*SUPPLIED DATA*.
● ● ●
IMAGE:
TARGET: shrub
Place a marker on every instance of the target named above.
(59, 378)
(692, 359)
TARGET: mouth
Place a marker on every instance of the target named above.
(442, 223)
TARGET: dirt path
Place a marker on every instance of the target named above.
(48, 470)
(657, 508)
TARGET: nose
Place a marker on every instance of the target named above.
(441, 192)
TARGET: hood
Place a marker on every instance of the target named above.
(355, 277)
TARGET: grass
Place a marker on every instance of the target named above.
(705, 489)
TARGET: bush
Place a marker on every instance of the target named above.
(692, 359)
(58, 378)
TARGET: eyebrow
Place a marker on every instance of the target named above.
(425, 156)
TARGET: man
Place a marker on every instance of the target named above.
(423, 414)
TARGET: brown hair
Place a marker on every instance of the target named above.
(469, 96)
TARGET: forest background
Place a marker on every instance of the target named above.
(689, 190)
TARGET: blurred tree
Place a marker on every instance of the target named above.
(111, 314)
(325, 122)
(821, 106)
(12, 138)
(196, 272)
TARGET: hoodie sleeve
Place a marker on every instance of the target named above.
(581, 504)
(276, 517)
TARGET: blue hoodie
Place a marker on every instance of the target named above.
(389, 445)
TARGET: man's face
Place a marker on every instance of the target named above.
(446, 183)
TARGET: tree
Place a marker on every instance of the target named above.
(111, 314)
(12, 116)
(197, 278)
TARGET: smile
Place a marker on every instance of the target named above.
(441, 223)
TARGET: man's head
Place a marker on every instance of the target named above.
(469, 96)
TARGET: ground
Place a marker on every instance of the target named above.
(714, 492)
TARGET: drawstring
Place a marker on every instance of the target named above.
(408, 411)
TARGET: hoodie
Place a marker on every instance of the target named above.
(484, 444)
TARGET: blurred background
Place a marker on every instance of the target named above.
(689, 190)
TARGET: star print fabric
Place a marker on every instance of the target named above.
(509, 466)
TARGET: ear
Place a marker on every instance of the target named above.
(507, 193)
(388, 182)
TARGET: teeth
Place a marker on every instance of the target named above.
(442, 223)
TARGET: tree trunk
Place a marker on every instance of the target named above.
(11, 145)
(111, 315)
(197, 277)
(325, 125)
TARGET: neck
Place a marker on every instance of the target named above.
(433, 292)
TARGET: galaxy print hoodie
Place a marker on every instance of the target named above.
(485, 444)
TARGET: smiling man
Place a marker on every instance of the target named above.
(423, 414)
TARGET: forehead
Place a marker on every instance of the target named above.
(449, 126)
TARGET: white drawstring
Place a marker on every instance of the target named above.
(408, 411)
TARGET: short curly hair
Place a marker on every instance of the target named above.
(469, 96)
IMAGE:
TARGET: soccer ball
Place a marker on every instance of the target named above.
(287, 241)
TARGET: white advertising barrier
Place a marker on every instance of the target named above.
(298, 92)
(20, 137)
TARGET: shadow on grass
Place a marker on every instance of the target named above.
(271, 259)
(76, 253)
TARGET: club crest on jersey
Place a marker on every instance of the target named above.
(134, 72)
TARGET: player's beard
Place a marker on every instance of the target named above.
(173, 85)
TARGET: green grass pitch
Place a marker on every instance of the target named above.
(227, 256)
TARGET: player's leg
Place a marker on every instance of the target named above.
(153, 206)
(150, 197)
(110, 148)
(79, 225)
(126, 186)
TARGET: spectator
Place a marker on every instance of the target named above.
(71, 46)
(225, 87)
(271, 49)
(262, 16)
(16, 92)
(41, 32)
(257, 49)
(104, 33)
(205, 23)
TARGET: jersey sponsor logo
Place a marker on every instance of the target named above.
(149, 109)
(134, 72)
● ● ●
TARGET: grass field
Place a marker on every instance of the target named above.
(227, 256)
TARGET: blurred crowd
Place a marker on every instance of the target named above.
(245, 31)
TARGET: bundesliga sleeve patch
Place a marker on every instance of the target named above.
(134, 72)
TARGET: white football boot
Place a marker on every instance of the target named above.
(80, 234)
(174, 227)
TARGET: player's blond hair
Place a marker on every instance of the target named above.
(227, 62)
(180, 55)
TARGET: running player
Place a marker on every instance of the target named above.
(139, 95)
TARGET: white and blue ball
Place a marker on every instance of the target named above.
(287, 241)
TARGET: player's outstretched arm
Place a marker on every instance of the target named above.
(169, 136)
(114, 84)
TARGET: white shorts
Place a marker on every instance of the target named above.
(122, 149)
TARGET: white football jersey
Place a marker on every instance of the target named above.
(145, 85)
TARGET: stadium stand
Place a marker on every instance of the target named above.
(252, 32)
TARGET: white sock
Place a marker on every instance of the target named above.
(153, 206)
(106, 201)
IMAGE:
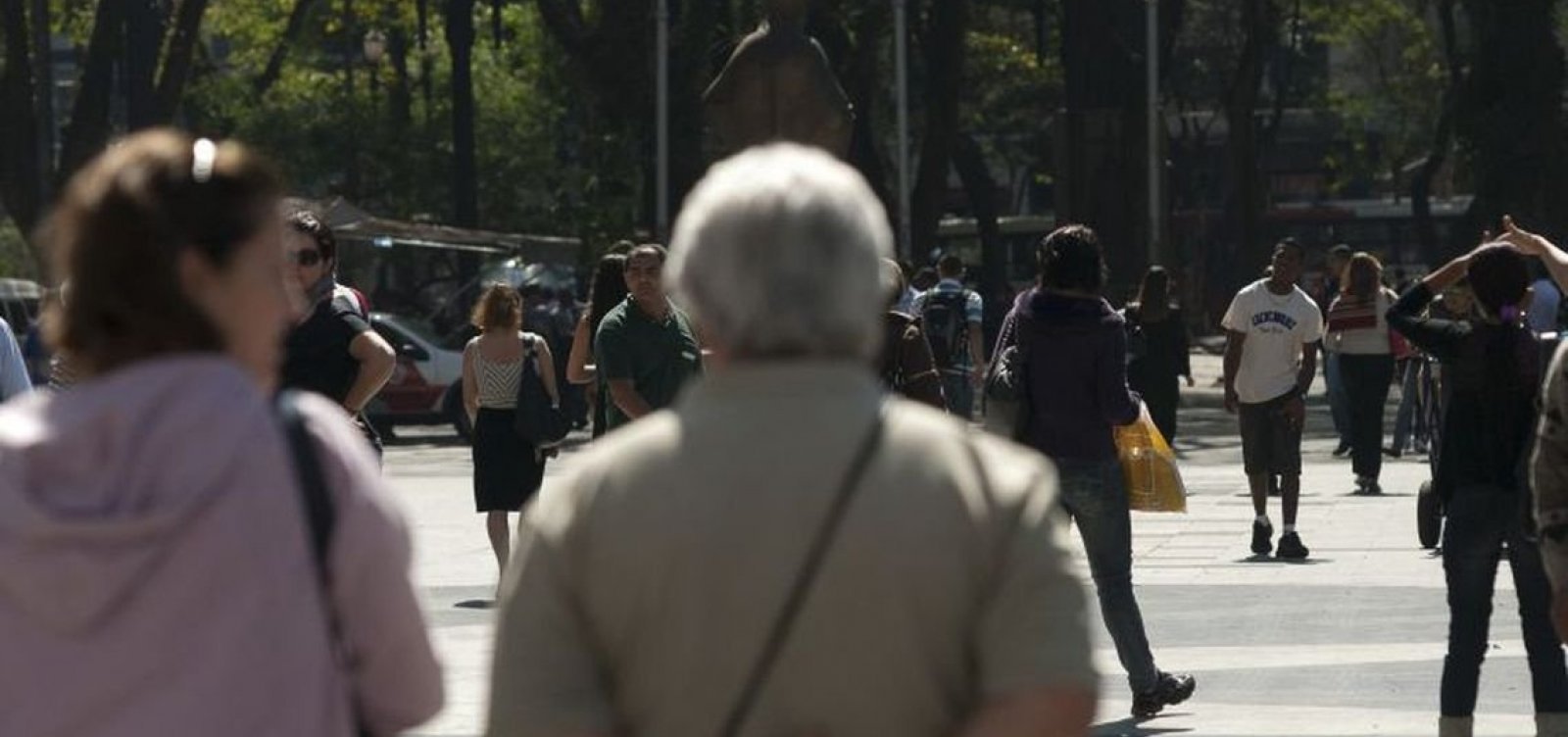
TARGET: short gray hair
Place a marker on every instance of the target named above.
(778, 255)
● ● ●
Locate each line in the material above that contains the string "tree", and copy every such line in full.

TARGET: blurred tree
TARGET: tree
TARGET: tree trunk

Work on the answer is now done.